Image-grounded pointing data:
▼

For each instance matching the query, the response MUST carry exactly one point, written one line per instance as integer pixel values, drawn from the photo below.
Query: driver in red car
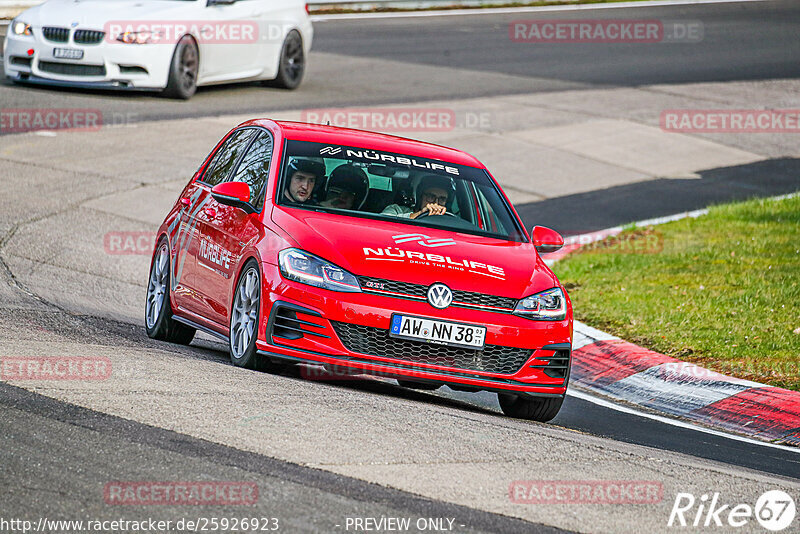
(304, 174)
(433, 195)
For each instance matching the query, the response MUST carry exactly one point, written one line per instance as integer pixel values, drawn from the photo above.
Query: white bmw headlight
(550, 305)
(21, 28)
(300, 266)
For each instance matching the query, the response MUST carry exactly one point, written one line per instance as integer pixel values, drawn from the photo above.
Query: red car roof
(302, 131)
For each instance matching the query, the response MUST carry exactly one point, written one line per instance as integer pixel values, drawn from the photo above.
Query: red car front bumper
(350, 331)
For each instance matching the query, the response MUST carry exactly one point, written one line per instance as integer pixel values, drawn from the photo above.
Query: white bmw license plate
(440, 332)
(68, 53)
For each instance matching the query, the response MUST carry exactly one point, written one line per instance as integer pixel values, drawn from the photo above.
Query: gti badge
(439, 296)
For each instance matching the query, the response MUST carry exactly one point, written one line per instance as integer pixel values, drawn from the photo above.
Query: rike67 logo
(774, 511)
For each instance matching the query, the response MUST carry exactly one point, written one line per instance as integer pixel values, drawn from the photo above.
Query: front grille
(57, 35)
(88, 36)
(376, 342)
(72, 69)
(420, 291)
(286, 324)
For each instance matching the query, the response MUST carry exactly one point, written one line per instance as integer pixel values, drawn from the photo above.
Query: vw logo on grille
(439, 296)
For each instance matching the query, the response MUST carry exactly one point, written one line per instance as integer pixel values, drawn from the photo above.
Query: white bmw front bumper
(105, 64)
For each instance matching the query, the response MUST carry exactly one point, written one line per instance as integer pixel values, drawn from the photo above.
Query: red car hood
(416, 254)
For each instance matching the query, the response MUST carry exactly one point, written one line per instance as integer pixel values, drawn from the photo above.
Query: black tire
(183, 70)
(246, 306)
(540, 409)
(291, 64)
(427, 386)
(158, 321)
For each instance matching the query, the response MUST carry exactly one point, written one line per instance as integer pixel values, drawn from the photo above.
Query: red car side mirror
(546, 240)
(236, 194)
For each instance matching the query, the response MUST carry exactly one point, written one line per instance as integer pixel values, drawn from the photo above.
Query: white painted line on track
(530, 9)
(675, 422)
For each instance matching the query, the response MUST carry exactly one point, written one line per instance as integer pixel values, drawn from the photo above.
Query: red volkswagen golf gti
(364, 252)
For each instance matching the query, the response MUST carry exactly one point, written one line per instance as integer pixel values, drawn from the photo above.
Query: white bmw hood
(94, 14)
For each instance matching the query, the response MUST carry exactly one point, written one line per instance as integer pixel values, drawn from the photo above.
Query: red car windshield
(361, 182)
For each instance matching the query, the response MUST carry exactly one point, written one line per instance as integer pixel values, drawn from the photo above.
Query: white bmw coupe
(168, 45)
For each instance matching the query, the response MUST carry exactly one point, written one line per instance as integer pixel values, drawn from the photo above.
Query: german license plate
(67, 53)
(440, 332)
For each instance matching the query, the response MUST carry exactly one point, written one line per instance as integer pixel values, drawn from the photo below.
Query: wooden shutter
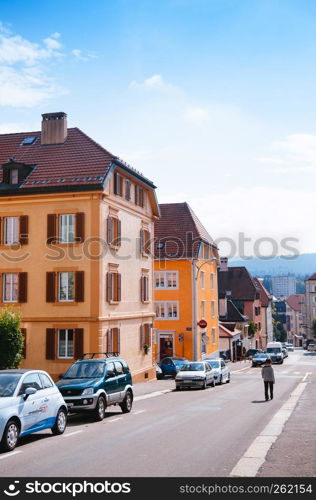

▲

[WHAT TO DO] In the copy, include every line of the entries above exactly and none of the pictures.

[WRITTEN ANSWER]
For each instance matching the query, the response MUST carry exactly one point, written one line per instance as integer pixel values, drawn from the photo below.
Query: driver in red car
(304, 174)
(433, 195)
For each instance matching the query, the response MUST carry exactly one point, written one line per instance as integer pixel values, drawn from the photo above.
Query: white bmw headlight
(550, 305)
(21, 28)
(300, 266)
For each instance matching the query, the response MUST carry exactly one point, written one line per instance as integer pixel values, drawn from the photo above.
Query: red car roof
(302, 131)
For each instance matching the query, the response MUST carry exactly one point, written one line per instance as integer pixel values, drawn from the photo above.
Query: red car front bumper
(350, 331)
For each instance matching the query, the response MUST carry exactly one point, written one line per instance as integer pixel values, drawn from the photo above.
Query: white bmw license plate
(440, 332)
(68, 53)
For each instance matching the query, the response MUST carry exactly one point, written one line per instance as integer pixel values, drawn from the photo above.
Query: gti badge
(439, 296)
For each instance matching the query, the response MUST carry exactly one point, written one line per instance as integer pixel values, drawn from the photo above.
Query: rike67 logo
(774, 511)
For each instance matching the query, the response MUST carry exactly one point, written one line per instance as integer pixel values, drawn from the photo above.
Query: front grille
(57, 35)
(88, 36)
(376, 342)
(72, 69)
(420, 291)
(286, 324)
For each instance matching the query, the response MUST carry exactly one point, written one line per instance as integer pixel values, drawn from the photo above.
Query: vw logo on grille
(439, 296)
For each instance matching the query, the response MUST carry exactly one point, written one line per instance as integer pixel values, drawn from the photo above.
Query: white bmw front bumper
(105, 64)
For each instance matching the query, the response MUST carry exactly one point, written one line per instance as integer pixel values, drawn from the photo above.
Query: red car hood
(416, 254)
For each instance matching the query, the response MUST carry exactly one point, written one line per instance as integer pixel values, drawn from the photo above.
Query: black tire
(183, 70)
(246, 306)
(540, 409)
(291, 64)
(427, 386)
(158, 321)
For each instance matching the query, the response MUST carry exactly one point, written one line per instance as integer pixel values, drawn from the photo above.
Query: red car side mirror
(546, 240)
(236, 194)
For each instance matching the query, the response MUST carry exactly one point, written one line per instance as integer pixel values, drawn from the photo above.
Query: white painted line on track
(530, 9)
(675, 422)
For each instance matching the query, the response MUST carry exactly one point, written one line per instance as integer pixel values, drawn from the photo above.
Query: red volkswagen golf gti
(364, 252)
For each instance matching the query, the response MUST carry exactly one point, written one line per instance as integer pixel values, drawn from the photo above.
Query: white bmw hood
(94, 14)
For each instance matching the query, the response MUST carry exactly one point, written one line per instance as integer pixel values, drawn from the photo above.
Query: red car windshield
(361, 182)
For each instance matching the query, the response MUST carry exactly one point, written one line per instance as integer pixel values, drawn from the photo above.
Query: white bmw coupe
(168, 45)
For each instance matching the query, the response MUST carry exactly one point, written one line per instance as integer pixel values, drawn from the photo above.
Query: german license plate
(67, 53)
(440, 332)
For each instance matching the query, the response MUST carry exactly one point, written one line per instance as integer pixel values, drawn from the photo below.
Query: wooden shutter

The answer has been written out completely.